* ABOUT THIS TASK *
When a line of the entries contains the word "instance", report that line.

[Segmentation mask data]
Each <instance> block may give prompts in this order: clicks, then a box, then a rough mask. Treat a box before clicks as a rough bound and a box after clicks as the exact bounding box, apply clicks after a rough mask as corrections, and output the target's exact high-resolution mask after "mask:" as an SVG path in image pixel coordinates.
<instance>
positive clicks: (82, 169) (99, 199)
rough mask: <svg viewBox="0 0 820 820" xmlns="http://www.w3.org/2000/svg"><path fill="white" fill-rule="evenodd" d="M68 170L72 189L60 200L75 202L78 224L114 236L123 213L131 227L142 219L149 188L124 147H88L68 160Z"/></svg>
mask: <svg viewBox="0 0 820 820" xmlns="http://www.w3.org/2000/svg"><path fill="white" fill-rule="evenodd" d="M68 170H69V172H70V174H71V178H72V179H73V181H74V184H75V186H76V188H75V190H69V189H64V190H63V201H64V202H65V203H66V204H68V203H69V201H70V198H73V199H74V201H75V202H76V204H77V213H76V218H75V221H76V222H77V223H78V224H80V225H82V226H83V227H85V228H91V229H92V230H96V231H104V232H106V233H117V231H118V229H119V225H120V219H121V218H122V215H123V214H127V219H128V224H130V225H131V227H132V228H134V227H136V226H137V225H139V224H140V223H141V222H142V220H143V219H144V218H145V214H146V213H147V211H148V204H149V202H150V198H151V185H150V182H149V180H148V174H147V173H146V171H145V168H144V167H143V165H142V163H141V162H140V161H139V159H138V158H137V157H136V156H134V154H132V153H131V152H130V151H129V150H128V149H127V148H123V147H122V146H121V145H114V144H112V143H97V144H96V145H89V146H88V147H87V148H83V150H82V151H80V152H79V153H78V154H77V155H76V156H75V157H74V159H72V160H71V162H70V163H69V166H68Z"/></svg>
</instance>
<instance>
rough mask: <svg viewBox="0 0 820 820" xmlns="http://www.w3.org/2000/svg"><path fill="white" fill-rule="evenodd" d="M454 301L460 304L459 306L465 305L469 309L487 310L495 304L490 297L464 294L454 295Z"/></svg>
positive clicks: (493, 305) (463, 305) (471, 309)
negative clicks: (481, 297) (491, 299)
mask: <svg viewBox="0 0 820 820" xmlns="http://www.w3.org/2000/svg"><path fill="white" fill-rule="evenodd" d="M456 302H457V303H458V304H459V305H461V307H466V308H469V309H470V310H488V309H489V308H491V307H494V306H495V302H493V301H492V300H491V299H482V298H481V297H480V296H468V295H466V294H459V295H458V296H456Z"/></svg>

* OUTPUT OF THE EXERCISE *
Each <instance> block may give prompts in this order: clicks, then a box, then a rough mask. Treat a box before clicks as a rough bound and a box after clicks as the exact bounding box, apply clicks after a rough mask as corrections, and output the target's exact high-resolution mask after "mask:" as an SVG path in image pixel coordinates.
<instance>
</instance>
<instance>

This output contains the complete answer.